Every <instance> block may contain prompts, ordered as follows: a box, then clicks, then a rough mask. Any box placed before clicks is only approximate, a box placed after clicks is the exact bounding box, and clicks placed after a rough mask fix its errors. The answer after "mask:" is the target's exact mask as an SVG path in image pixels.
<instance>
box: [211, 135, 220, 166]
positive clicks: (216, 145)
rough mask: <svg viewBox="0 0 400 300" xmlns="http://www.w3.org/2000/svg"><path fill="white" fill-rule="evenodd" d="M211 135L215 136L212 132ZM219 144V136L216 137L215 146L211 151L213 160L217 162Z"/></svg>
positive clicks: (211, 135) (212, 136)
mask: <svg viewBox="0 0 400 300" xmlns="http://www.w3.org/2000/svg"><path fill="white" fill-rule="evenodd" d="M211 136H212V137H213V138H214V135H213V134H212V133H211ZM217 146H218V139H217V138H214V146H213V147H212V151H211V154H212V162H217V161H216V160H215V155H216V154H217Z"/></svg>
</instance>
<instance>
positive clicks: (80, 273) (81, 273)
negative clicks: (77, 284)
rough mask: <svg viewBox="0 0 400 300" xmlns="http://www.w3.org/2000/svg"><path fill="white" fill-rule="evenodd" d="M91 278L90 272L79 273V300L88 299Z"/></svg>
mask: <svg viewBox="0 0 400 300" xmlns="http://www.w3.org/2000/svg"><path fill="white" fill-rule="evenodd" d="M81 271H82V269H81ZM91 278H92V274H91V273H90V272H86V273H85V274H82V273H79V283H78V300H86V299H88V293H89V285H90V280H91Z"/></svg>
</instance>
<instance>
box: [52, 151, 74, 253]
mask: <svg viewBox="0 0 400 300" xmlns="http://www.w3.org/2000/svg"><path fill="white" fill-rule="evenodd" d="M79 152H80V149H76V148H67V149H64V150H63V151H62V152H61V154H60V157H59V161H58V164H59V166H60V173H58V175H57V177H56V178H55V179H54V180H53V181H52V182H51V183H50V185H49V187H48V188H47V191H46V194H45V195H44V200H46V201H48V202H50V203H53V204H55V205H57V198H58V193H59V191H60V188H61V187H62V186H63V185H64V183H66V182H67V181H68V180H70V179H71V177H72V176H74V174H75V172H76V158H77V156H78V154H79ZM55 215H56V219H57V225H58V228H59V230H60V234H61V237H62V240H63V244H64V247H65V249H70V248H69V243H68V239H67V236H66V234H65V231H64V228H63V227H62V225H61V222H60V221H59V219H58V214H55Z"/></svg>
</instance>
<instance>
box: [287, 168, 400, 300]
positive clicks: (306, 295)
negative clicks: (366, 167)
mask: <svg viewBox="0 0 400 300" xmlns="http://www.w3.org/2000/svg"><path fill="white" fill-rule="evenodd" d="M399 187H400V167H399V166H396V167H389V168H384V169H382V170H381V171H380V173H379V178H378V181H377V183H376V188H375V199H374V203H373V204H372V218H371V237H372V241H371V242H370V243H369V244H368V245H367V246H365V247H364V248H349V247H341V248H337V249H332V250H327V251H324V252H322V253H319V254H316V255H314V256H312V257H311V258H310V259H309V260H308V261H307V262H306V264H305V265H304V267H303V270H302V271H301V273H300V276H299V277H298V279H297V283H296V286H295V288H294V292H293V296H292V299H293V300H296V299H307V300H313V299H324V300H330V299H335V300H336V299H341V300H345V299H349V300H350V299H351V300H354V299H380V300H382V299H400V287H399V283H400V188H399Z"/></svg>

AIM OF THE EXERCISE:
Please reproduce all of the entries above word for word, keeping every line unchanged.

ANSWER BOX:
Every <instance> block may contain prompts, ordered as follows: a box, then clicks, then a rough mask. Any box placed before clicks is only approximate, a box placed after clicks is the exact bounding box, and clicks placed after a rough mask fix its errors. The answer after "mask:" is the target's exact mask as an SVG path in image pixels.
<instance>
box: [211, 135, 220, 166]
positive clicks: (216, 145)
rough mask: <svg viewBox="0 0 400 300" xmlns="http://www.w3.org/2000/svg"><path fill="white" fill-rule="evenodd" d="M211 135L215 136L212 132ZM219 144V136L216 137L215 146L211 151L213 160L217 162Z"/></svg>
positive clicks: (211, 135) (212, 136)
mask: <svg viewBox="0 0 400 300" xmlns="http://www.w3.org/2000/svg"><path fill="white" fill-rule="evenodd" d="M211 136H212V137H213V138H214V135H213V134H212V133H211ZM217 146H218V139H217V138H214V146H213V147H212V151H211V154H212V162H217V161H216V160H215V155H216V154H217Z"/></svg>
</instance>
<instance>
positive clicks: (80, 273) (81, 273)
negative clicks: (77, 284)
rough mask: <svg viewBox="0 0 400 300" xmlns="http://www.w3.org/2000/svg"><path fill="white" fill-rule="evenodd" d="M91 278L90 272L79 273V300L88 299Z"/></svg>
mask: <svg viewBox="0 0 400 300" xmlns="http://www.w3.org/2000/svg"><path fill="white" fill-rule="evenodd" d="M81 271H82V269H81ZM91 278H92V274H91V273H90V272H86V273H85V274H82V273H79V283H78V300H86V299H88V293H89V285H90V280H91Z"/></svg>
</instance>
<instance>
box: [52, 151, 74, 253]
mask: <svg viewBox="0 0 400 300" xmlns="http://www.w3.org/2000/svg"><path fill="white" fill-rule="evenodd" d="M79 152H80V149H76V148H67V149H64V150H63V151H62V152H61V154H60V157H59V161H58V164H59V166H60V173H58V175H57V177H56V178H55V179H54V180H53V181H52V182H51V183H50V185H49V187H48V188H47V191H46V194H45V195H44V200H46V201H48V202H50V203H53V204H55V205H57V198H58V193H59V191H60V188H61V187H62V186H63V185H64V183H66V182H67V181H68V180H70V179H71V177H72V176H74V174H75V172H76V158H77V156H78V154H79ZM55 215H56V219H57V225H58V228H59V230H60V234H61V237H62V240H63V244H64V247H65V249H70V248H69V243H68V239H67V236H66V234H65V231H64V228H63V227H62V225H61V222H60V221H59V219H58V214H55Z"/></svg>
</instance>
<instance>
box: [287, 168, 400, 300]
positive clicks: (306, 295)
negative clicks: (366, 167)
mask: <svg viewBox="0 0 400 300" xmlns="http://www.w3.org/2000/svg"><path fill="white" fill-rule="evenodd" d="M399 187H400V167H399V166H396V167H389V168H384V169H382V170H381V171H380V173H379V178H378V181H377V183H376V188H375V199H374V203H373V204H372V218H371V237H372V241H371V242H370V243H369V244H368V245H367V246H365V247H364V248H349V247H341V248H337V249H332V250H327V251H324V252H322V253H319V254H316V255H314V256H312V257H311V258H310V259H309V260H308V261H307V262H306V264H305V265H304V267H303V270H302V271H301V273H300V276H299V277H298V279H297V283H296V286H295V288H294V292H293V296H292V299H293V300H296V299H307V300H313V299H324V300H330V299H335V300H336V299H341V300H345V299H349V300H350V299H351V300H354V299H380V300H382V299H400V287H399V283H400V188H399Z"/></svg>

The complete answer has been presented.